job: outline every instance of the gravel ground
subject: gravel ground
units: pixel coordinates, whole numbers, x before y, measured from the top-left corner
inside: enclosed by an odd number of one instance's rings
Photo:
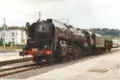
[[[120,51],[54,69],[26,80],[120,80]]]
[[[120,51],[27,71],[4,79],[120,80]]]

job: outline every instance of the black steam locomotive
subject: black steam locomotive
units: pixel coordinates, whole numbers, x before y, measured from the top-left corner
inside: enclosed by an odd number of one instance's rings
[[[42,60],[53,63],[76,59],[112,48],[112,40],[53,19],[37,21],[28,27],[27,44],[20,56],[32,55],[37,64]]]

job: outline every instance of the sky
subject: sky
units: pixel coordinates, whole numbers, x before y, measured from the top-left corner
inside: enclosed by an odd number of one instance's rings
[[[41,19],[67,19],[78,28],[120,29],[120,0],[0,0],[0,25],[25,26]]]

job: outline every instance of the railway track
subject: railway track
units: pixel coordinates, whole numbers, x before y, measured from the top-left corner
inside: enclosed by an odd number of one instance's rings
[[[113,49],[111,52],[109,53],[114,53],[114,52],[117,52],[119,51],[120,49]],[[109,53],[106,53],[106,54],[109,54]],[[103,54],[101,54],[103,55]],[[99,55],[98,55],[99,56]],[[93,56],[89,56],[89,57],[84,57],[84,58],[95,58],[95,57],[98,57],[97,55],[93,55]],[[84,59],[82,58],[82,59]],[[81,58],[80,58],[81,59]],[[80,59],[77,59],[77,60],[80,60]],[[65,62],[62,62],[62,63],[55,63],[53,65],[56,65],[56,64],[63,64]],[[15,63],[14,63],[15,64]],[[18,63],[17,63],[18,64]],[[22,63],[21,63],[22,64]],[[9,64],[7,64],[9,65]],[[12,65],[12,64],[11,64]],[[30,71],[30,70],[36,70],[36,69],[40,69],[42,67],[47,67],[47,66],[50,66],[48,64],[43,64],[43,65],[40,65],[40,66],[37,66],[35,63],[28,63],[28,64],[22,64],[22,65],[19,65],[19,66],[13,66],[13,67],[10,67],[10,68],[3,68],[3,69],[0,69],[0,78],[2,77],[6,77],[6,76],[9,76],[9,75],[13,75],[13,74],[17,74],[17,73],[21,73],[21,72],[25,72],[25,71]]]
[[[32,60],[31,57],[29,58],[21,58],[21,59],[14,59],[14,60],[9,60],[9,61],[2,61],[0,62],[0,67],[5,66],[5,65],[9,65],[9,64],[15,64],[15,63],[20,63],[20,62],[25,62],[25,61],[30,61]]]

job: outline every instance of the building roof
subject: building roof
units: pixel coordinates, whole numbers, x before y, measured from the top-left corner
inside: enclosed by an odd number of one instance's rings
[[[2,30],[2,27],[0,27],[0,30]],[[17,27],[17,26],[10,26],[10,27],[7,27],[7,30],[25,30],[25,28]]]

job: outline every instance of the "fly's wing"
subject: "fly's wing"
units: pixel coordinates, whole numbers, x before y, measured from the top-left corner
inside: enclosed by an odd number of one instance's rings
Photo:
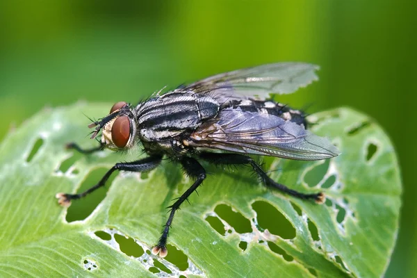
[[[290,94],[318,80],[315,71],[318,69],[302,63],[268,64],[214,75],[177,90],[208,93],[218,99],[227,96],[264,100],[271,93]]]
[[[302,126],[266,113],[227,108],[216,120],[200,126],[190,136],[195,147],[316,161],[340,154],[327,139]]]

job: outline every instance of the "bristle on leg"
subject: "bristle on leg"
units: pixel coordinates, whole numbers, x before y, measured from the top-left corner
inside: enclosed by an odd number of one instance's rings
[[[156,245],[152,248],[152,254],[155,256],[159,254],[160,257],[165,258],[168,254],[168,250],[165,246]]]

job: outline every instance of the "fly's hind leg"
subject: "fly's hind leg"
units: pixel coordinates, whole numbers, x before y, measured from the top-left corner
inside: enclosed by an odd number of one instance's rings
[[[265,171],[262,169],[261,165],[254,161],[250,156],[246,156],[243,154],[213,154],[213,153],[202,153],[200,157],[211,163],[218,165],[250,165],[254,169],[255,172],[261,178],[263,183],[272,188],[278,189],[284,192],[284,193],[288,194],[291,196],[296,197],[300,199],[313,199],[318,204],[322,204],[325,200],[325,197],[323,193],[313,193],[313,194],[305,194],[295,190],[293,189],[288,188],[284,184],[275,182],[271,178],[270,178]]]

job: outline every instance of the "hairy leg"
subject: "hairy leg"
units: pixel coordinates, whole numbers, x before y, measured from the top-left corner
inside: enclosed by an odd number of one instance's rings
[[[170,209],[170,216],[168,220],[164,226],[162,236],[159,238],[158,245],[152,249],[152,253],[156,255],[159,253],[159,256],[161,257],[165,256],[168,252],[167,250],[166,244],[167,238],[170,232],[170,228],[172,224],[172,220],[174,219],[174,215],[175,211],[179,208],[181,204],[186,201],[188,197],[193,193],[197,188],[202,184],[204,179],[206,179],[206,170],[194,158],[189,157],[184,157],[180,161],[186,172],[191,177],[196,179],[193,185],[183,193],[183,195],[175,201],[175,202],[168,208]]]
[[[106,181],[107,181],[113,172],[116,170],[128,172],[147,172],[156,167],[156,166],[161,163],[161,160],[162,156],[158,155],[147,157],[140,161],[116,163],[113,167],[111,167],[111,169],[107,171],[106,174],[104,174],[101,179],[100,179],[100,181],[95,186],[88,188],[85,191],[79,194],[56,194],[56,197],[58,199],[58,202],[61,206],[68,206],[70,204],[71,204],[72,199],[82,198],[83,197],[95,191],[97,188],[104,186],[106,184]]]
[[[238,154],[214,154],[214,153],[203,153],[200,155],[200,158],[213,164],[218,165],[250,165],[255,172],[261,178],[263,183],[268,187],[278,189],[288,194],[291,196],[296,197],[300,199],[313,199],[317,203],[322,204],[325,201],[325,195],[322,193],[313,194],[304,194],[293,189],[288,188],[284,184],[278,183],[270,178],[268,174],[263,171],[262,167],[255,161],[250,156],[246,156]]]
[[[95,147],[91,149],[83,149],[79,146],[78,144],[71,142],[65,145],[65,148],[67,149],[75,149],[81,154],[90,154],[104,149],[104,144],[100,142],[100,145],[99,145],[97,147]]]

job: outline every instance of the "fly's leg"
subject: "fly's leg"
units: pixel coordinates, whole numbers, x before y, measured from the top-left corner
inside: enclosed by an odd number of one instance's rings
[[[65,145],[67,149],[75,149],[78,152],[83,154],[90,154],[94,152],[100,152],[104,149],[104,144],[100,142],[97,147],[92,147],[91,149],[83,149],[78,144],[71,142]]]
[[[261,178],[263,183],[268,187],[278,189],[288,194],[291,196],[296,197],[300,199],[313,199],[318,204],[322,204],[325,200],[325,194],[323,193],[304,194],[293,189],[288,188],[284,184],[278,183],[274,181],[271,178],[268,177],[268,174],[263,171],[259,164],[256,163],[252,158],[237,154],[212,154],[203,153],[200,155],[202,159],[204,159],[213,164],[219,165],[250,165],[255,172]]]
[[[72,199],[76,199],[82,198],[85,195],[95,191],[96,189],[104,186],[106,184],[106,181],[108,179],[110,176],[113,172],[116,170],[122,170],[128,172],[147,172],[156,167],[162,160],[162,156],[152,156],[147,157],[146,158],[141,159],[140,161],[126,162],[126,163],[116,163],[113,167],[111,167],[106,174],[100,179],[100,181],[95,186],[87,189],[85,191],[79,194],[66,194],[66,193],[58,193],[56,197],[58,199],[58,202],[63,206],[69,206],[71,204]]]
[[[197,189],[197,188],[202,184],[204,179],[206,179],[206,170],[195,159],[186,157],[182,158],[180,161],[186,173],[190,177],[196,179],[193,185],[185,192],[183,194],[175,201],[175,202],[170,206],[170,216],[168,220],[164,226],[163,231],[162,231],[162,236],[159,238],[158,245],[152,248],[152,253],[154,255],[159,253],[159,256],[165,257],[168,252],[167,250],[167,238],[170,232],[170,228],[172,224],[172,220],[174,219],[174,215],[175,211],[179,208],[179,206],[184,201],[187,200],[188,197]]]

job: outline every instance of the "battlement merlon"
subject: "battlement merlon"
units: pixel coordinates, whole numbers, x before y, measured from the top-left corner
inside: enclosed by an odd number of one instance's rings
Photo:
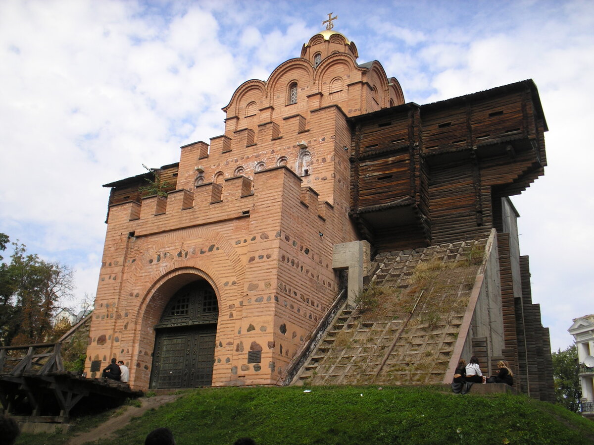
[[[245,176],[225,180],[223,184],[208,183],[195,187],[141,198],[141,203],[125,201],[109,207],[108,231],[134,232],[140,236],[189,227],[250,217],[258,208],[277,208],[287,195],[302,201],[308,211],[326,219],[333,206],[318,199],[318,193],[303,187],[302,180],[286,166],[257,172],[253,181]],[[280,193],[279,187],[282,188]],[[305,192],[304,191],[305,190]],[[284,194],[284,195],[283,195]],[[283,196],[285,198],[283,198]],[[207,209],[210,210],[207,211]]]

== PROBLEM DETAILS ==
Please report every line of the records above that contains the word "black", copying each such line in full.

== CORRECT RESPONSE ==
job: outline every instance of the black steam locomotive
subject: black steam locomotive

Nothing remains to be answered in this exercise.